Selected passage ::
+---+

Thursday, July 06, 2006

I have measured out my life with Wally & the Beav

Surfing the web site of TV Land, the cable channel that spotlights classic reruns, (it took over this function a few years ago from its "parent" channel, Nick at Nite) I came across a commemorative blurb about one of the channel's omnipresent offerings, Leave It To Beaver.

Dave Barry once remarked that it was a sign of how truly innocent America once was that television producers in 1957 would think of creating a show whose main character bore the name "Beaver." Yuk-yuk-yuk.

I've been watching Leave It To Beaver almost all my life, something I'm sure the show's original creators never imagined. Yes, syndicated reruns have been with us since Lucy and Desi first created them, but the idea that a show would go on in syndicated reruns forever is a notion that, I'm sure, occurred to few in the 1950s. I'd be very much surprised, in fact, to learn that even Marshall MacLuhan, the guru of media in the 1960s, ever thought of such a thing.

Leave It To Beaver is, in fact, just one of a list of TV shows that I've been watching since I was a kid, and occasionally still watch if there's nothing else on or if I'm waiting for a ball game to start.

My late sister and I were what you might call rerun aficionados ("junkies" if you're less charitable.) We were so in-tune with the reruns we both loved that we used to stand around and whip lines on each other, each challenging the other to recognize the line and, if possible, come back with the appropriate response. The Andy Griffith Show, The Dick Van Dyke Show and I Love Lucy formed the core of our repertoire. (Lynn was such an I Love Lucy fan that she could spot production flaws in some of the shows that she had seen more than 500 times, and would point them out to you.)

+---+

Mask labeling examples ::
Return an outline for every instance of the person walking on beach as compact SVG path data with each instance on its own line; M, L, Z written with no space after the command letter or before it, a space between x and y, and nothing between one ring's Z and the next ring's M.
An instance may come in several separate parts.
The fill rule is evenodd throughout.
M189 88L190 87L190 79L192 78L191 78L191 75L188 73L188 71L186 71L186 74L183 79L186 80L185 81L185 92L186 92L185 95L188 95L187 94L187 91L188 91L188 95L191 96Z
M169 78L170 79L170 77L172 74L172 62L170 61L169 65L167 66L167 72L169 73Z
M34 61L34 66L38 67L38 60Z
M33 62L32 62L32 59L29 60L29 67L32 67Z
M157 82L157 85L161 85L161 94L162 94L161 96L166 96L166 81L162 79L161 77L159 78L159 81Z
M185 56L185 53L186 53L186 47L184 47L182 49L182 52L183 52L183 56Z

+---+

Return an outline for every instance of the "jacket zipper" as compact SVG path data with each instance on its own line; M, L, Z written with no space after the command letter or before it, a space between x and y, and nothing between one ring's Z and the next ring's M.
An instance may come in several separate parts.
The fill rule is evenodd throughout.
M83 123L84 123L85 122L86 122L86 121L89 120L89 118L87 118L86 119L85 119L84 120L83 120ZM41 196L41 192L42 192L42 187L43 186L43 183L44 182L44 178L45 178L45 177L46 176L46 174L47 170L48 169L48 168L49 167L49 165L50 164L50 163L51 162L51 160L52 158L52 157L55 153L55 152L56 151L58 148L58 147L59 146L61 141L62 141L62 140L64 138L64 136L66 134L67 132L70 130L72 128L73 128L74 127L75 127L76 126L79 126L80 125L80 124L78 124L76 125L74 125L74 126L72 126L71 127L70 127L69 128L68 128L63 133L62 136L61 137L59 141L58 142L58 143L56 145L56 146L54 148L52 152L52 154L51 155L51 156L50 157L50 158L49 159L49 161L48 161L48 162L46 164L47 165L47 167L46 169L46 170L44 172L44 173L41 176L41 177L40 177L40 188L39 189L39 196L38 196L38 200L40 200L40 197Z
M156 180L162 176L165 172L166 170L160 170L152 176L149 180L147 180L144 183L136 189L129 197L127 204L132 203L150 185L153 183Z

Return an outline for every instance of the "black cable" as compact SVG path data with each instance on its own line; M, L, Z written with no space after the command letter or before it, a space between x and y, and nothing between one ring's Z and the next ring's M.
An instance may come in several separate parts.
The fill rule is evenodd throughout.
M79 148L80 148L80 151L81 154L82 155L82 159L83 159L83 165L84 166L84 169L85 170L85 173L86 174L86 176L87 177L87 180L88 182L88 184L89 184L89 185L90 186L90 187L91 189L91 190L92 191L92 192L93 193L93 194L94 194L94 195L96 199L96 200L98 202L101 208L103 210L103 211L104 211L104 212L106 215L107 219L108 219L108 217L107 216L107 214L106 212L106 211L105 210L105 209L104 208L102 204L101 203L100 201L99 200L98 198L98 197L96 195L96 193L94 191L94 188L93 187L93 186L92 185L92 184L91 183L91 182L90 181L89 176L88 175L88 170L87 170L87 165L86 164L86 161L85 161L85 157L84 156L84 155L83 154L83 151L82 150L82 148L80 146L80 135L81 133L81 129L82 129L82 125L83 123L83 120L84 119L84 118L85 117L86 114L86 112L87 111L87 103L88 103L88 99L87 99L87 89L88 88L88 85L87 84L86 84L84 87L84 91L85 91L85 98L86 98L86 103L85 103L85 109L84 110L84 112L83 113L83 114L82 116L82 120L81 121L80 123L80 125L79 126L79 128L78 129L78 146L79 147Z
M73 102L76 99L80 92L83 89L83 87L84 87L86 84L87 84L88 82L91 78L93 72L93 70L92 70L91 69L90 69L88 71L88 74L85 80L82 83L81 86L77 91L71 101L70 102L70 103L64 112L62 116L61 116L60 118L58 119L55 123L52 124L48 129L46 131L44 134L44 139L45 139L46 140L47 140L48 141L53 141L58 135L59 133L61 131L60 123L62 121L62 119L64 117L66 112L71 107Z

+---+

What you will do ::
**A)** Answer these questions about the rerun post:
(i) According to Dave Barry's remark, in what year would television producers think of creating the show?
(ii) From which channel did TV Land take over the function of spotlighting classic reruns?
(iii) Which three shows formed the core of the repertoire the writer shared with the writer's late sister?
**B)** Change "ball game" to "hockey game" in the rerun post, and give the passage from "Leave It To Beaver is, in" to "game to start." with that change.
Rely only on the rerun post when responding.

Task answers ::
**A)**
(i) 1957
(ii) Nick at Nite
(iii) The Andy Griffith Show, The Dick Van Dyke Show and I Love Lucy

**B)**
Leave It To Beaver is, in fact, just one of a list of TV shows that I've been watching since I was a kid, and occasionally still watch if there's nothing else on or if I'm waiting for a hockey game to start.